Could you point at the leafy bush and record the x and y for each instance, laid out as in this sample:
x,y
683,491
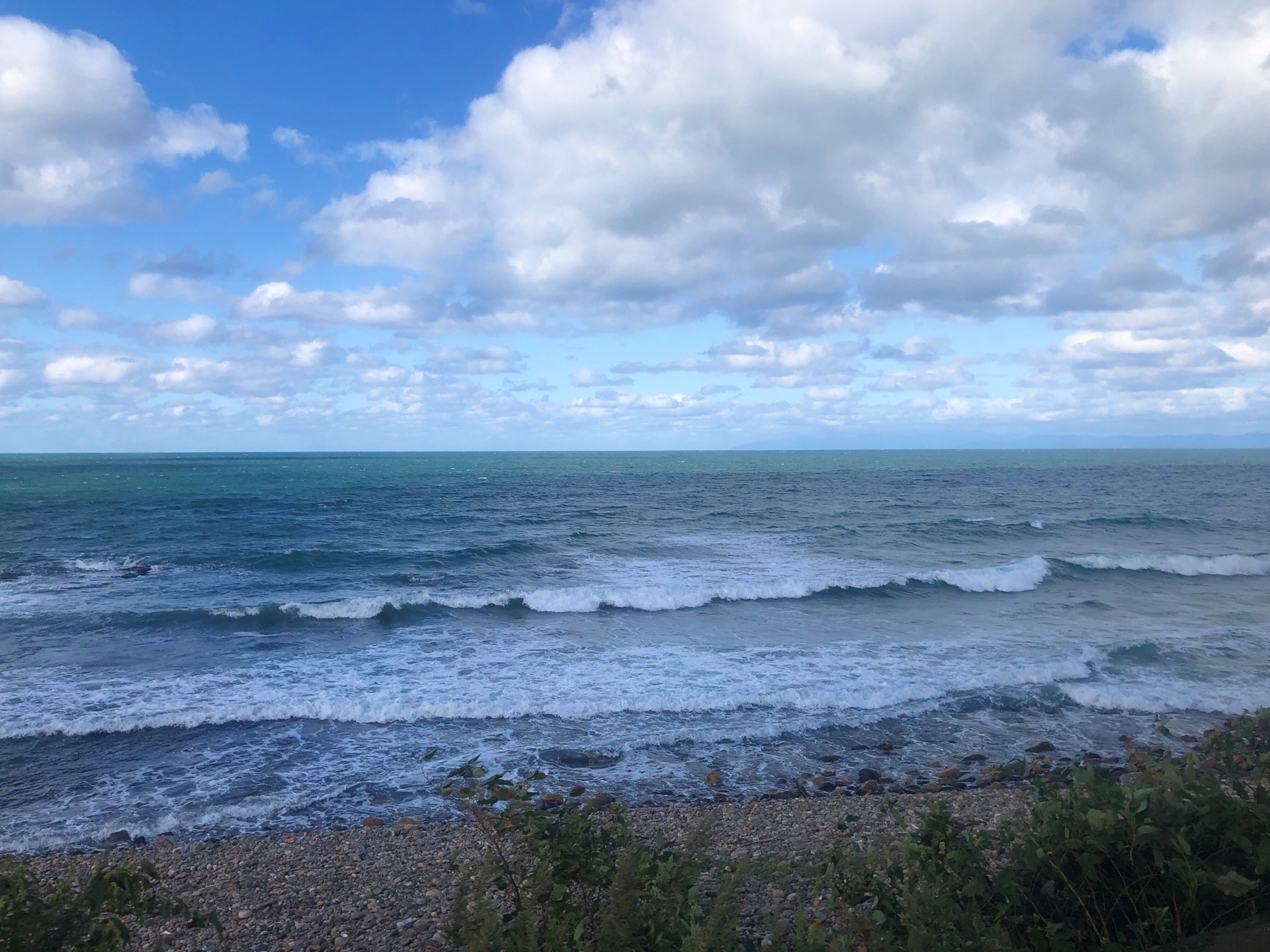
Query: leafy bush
x,y
574,879
1103,862
1244,746
88,918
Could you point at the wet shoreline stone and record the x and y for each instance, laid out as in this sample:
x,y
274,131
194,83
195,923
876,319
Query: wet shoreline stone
x,y
392,887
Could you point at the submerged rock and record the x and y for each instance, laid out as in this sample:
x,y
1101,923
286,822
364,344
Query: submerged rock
x,y
568,757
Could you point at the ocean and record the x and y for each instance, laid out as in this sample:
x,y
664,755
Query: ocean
x,y
228,644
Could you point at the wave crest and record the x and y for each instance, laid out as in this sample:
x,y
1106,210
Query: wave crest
x,y
1179,564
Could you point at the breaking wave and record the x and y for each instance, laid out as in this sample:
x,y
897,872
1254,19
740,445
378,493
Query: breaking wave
x,y
1179,564
1021,575
408,683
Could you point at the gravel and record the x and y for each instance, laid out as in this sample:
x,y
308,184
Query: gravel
x,y
381,888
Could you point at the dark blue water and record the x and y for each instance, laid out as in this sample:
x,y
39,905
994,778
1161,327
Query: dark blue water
x,y
229,643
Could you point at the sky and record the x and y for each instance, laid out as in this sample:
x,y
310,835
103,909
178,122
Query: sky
x,y
633,225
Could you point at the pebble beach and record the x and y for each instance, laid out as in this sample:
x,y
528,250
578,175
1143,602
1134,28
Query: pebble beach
x,y
392,885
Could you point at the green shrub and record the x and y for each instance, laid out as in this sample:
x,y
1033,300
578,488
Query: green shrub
x,y
88,917
1103,862
573,879
1174,848
1242,746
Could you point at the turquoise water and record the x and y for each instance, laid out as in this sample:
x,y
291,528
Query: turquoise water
x,y
218,644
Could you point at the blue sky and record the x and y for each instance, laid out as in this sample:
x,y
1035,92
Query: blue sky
x,y
632,225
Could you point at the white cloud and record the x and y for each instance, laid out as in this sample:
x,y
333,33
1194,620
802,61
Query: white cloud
x,y
190,331
685,157
78,319
591,377
75,124
298,143
465,360
172,287
15,294
403,309
211,183
91,368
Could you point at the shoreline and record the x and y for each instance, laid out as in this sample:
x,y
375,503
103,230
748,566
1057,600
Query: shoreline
x,y
380,887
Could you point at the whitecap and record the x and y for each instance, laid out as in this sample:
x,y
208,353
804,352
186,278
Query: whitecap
x,y
1179,564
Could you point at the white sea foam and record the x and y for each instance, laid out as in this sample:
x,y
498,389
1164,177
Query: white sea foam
x,y
1180,564
1171,695
105,565
1021,575
524,677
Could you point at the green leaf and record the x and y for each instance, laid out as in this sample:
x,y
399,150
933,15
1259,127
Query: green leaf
x,y
1235,885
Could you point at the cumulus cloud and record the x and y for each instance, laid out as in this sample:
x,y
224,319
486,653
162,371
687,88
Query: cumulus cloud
x,y
75,124
79,319
771,364
93,370
16,294
689,157
403,309
465,360
215,182
171,286
591,377
190,331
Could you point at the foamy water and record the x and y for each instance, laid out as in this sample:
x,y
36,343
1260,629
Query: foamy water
x,y
229,643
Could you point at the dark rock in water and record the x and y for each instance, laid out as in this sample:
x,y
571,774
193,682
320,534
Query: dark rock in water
x,y
567,757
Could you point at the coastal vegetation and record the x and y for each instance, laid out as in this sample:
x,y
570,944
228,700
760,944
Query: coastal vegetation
x,y
1171,847
87,917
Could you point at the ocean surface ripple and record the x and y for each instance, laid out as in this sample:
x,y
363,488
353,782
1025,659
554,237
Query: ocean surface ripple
x,y
234,643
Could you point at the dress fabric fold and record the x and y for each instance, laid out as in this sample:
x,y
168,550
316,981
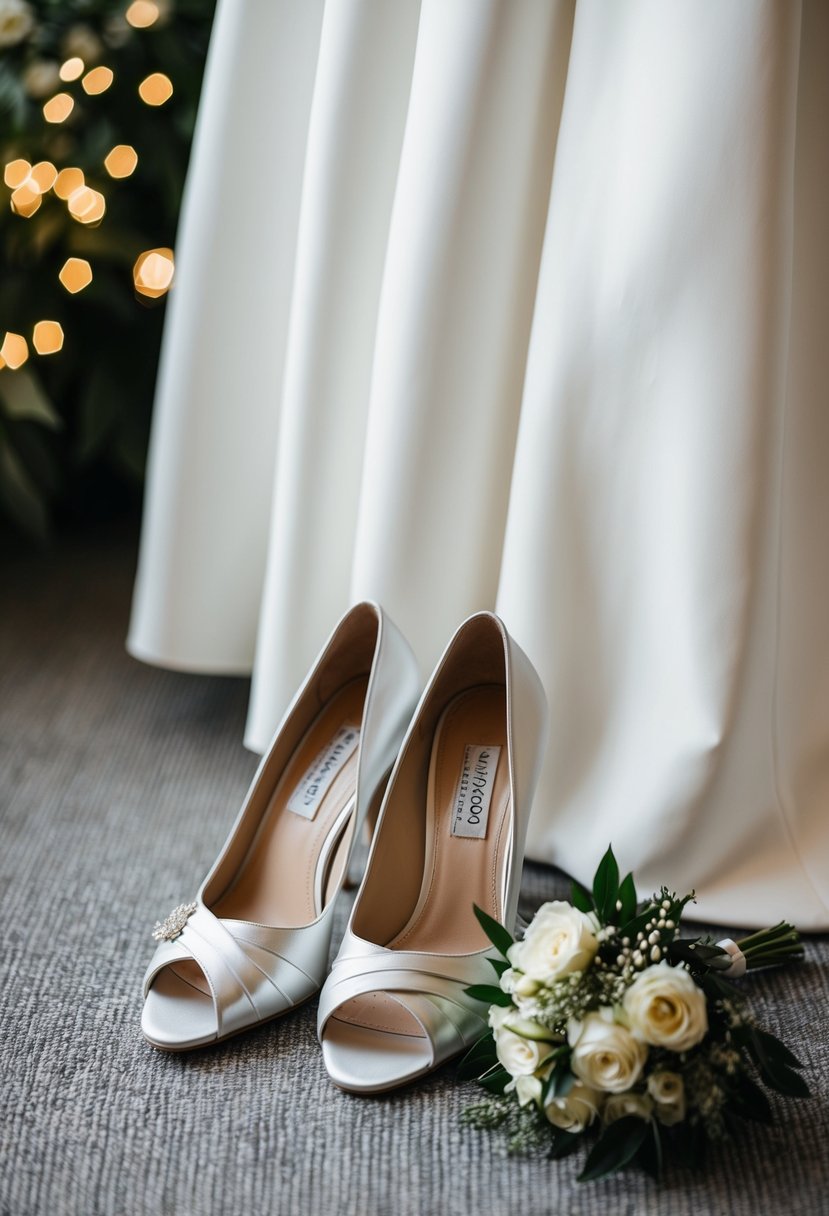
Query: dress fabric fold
x,y
484,304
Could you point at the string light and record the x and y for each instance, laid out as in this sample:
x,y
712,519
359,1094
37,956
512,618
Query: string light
x,y
58,107
15,350
48,337
142,13
26,200
153,272
72,69
86,206
16,173
154,269
120,162
97,80
75,274
156,89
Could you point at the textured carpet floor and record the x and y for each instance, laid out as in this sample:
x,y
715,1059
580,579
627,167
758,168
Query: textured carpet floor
x,y
117,786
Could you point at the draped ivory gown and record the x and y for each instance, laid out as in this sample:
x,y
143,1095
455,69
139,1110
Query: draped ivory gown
x,y
520,304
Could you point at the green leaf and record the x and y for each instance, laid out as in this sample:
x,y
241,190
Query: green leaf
x,y
500,938
773,1062
605,888
650,1155
616,1147
24,399
691,1147
773,1048
784,1080
559,1082
580,898
749,1101
627,898
479,1058
489,994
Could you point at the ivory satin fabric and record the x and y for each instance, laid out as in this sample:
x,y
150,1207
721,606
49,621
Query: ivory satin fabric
x,y
519,304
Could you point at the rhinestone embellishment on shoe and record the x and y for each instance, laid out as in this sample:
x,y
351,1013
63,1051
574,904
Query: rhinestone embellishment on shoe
x,y
170,928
____
* _Goal_:
Reproduce the data above with every "laid out as in this sample" renamed to "formatted like this sample" and nothing else altered, leaving out the pictures.

* _Exercise result_:
Could you point at the leafy bush and record the x and y for each instance, formatted like this sample:
x,y
683,491
Query: leafy bush
x,y
574,879
1103,862
1244,746
88,918
Could you point at the wet shoreline stone and record the x and y for each instance, formatted like this sample:
x,y
274,131
194,83
195,923
876,319
Query: wet shoreline stone
x,y
392,887
Could you point at the submerged rock and record the x and y for each instance, formatted like this sample:
x,y
1101,923
286,822
364,344
Query: submerged rock
x,y
568,757
Could you point at the ocean and record the x and y for each instance, formatted like this sample:
x,y
664,755
Query: ocean
x,y
228,644
Could you point at the wave crest and record the x and y for each instance, formatted like this sample:
x,y
1106,210
Query: wave crest
x,y
1179,564
Could you point at the breaking wave and record the x and y for each instance, formatted like this sample:
x,y
897,872
1254,19
740,445
378,493
Query: breaking wave
x,y
1179,564
1021,575
408,683
Could you point at the gravel and record the x and y for each instance, formatted like this sample:
x,y
308,184
Query: gravel
x,y
381,888
Could you point at the dark blue water and record the x and y for each instance, formatted like this sample:
x,y
39,905
994,778
1161,327
Query: dark blue water
x,y
229,643
Could you point at the sky and record the x and y for each instance, formatted like this sample:
x,y
310,835
103,909
178,122
Query: sky
x,y
633,225
Could you point at the pebble beach and record the x and y for each instance, formatted like this sample:
x,y
528,250
578,175
1143,602
1134,28
Query: pebble beach
x,y
392,885
Could you point at the green shrub and record the x and y for each instance, formatted like this sample:
x,y
1033,300
578,488
Query: green shrub
x,y
88,917
1103,862
573,879
1174,848
1242,746
Could you point at the turquoise water and record the x and y for each instance, formatted like this sample:
x,y
291,528
Query: turquoise water
x,y
218,644
Could you point at the blue sky and record the x and y for each instance, formatted like this sample:
x,y
1035,92
Query: blue sky
x,y
632,225
Could you point at the white cloud and record the x and y for each instance, formatted like this sample:
x,y
333,33
1194,620
802,61
Query: white cloud
x,y
190,331
685,157
78,319
591,377
75,124
298,143
465,360
172,287
15,294
403,309
211,183
91,368
Could you point at the shoreline and record the x and y for each instance, formatted like this sample:
x,y
375,503
103,230
748,566
1057,600
Query: shoreline
x,y
380,887
Could you point at the whitecap and record the x and y for each instance, formatted like this sample:
x,y
208,353
804,352
186,278
Query: whitecap
x,y
1179,564
Could you point at the white sea foam and record the x and y for each instance, formatted like this sample:
x,y
498,389
1164,177
Query: white sea foam
x,y
1180,564
1171,695
105,565
1021,575
524,677
Could you point at the green leaf and record the x and y for each instance, formatted like this sample:
x,y
399,150
933,15
1259,127
Query: green leaf
x,y
1235,885
Could you point at the cumulus cloud and record the x and y for each instance, formatted like this sample:
x,y
224,319
486,653
162,371
687,88
Query: cumulus cloud
x,y
75,124
79,319
771,364
93,370
16,294
689,157
403,309
465,360
215,182
171,286
591,377
190,331
Could you point at the foamy water and record the x and y for each instance, formatted like this sample:
x,y
36,343
1260,629
Query: foamy water
x,y
229,643
Could you point at the dark rock in water and record the x and y for each instance, formatted like this sample:
x,y
571,774
193,682
320,534
Query: dark rock in water
x,y
567,757
Could you point at the coastal vegetation and record the x and y for each instance, formatted like this sample:
x,y
570,944
228,700
760,944
Query: coastal vegetation
x,y
1171,847
87,917
Could you point at the ocean surface ripple and record the x and y for each instance, formatted like this sample:
x,y
363,488
353,782
1025,659
554,237
Query: ocean surface ripple
x,y
234,643
Could you point at the dress fabric fold and record the x and y for each instance, formatted like this sample:
x,y
168,550
316,981
Query: dress fabric fold
x,y
484,304
Could you point at the string light and record the x and y for each instance, formatted like this sample:
x,y
712,519
359,1094
37,956
512,618
Query: string light
x,y
58,107
15,350
48,337
142,13
26,200
153,272
72,69
86,206
16,173
154,269
120,162
97,80
75,274
156,89
Could you point at the textured carpet floor and record the x and y for each instance, formatted like this sample:
x,y
715,1059
580,579
627,167
758,168
Query: textured carpet floor
x,y
117,786
Could you point at the draped ivory gown and record the x and y for each instance, formatted like this sample:
x,y
143,1095
455,69
139,1110
Query: draped ivory gown
x,y
520,304
Could you point at the green leaf and record the x and y for each instance, formatted like this sample:
x,y
241,190
Query: green leaf
x,y
500,938
773,1062
605,888
650,1155
616,1147
24,399
691,1147
773,1048
784,1080
559,1082
580,898
749,1101
627,898
479,1058
489,994
Could you point at the ivory satin fabric and record the x and y for each instance, formatted like this sample:
x,y
150,1207
721,606
49,621
Query: ivory satin fabric
x,y
519,304
Could you point at the rhinestone embellishment on shoe and record the x and y for each instance, formatted like this sample:
x,y
351,1013
63,1051
574,904
Query: rhinestone embellishment on shoe
x,y
170,928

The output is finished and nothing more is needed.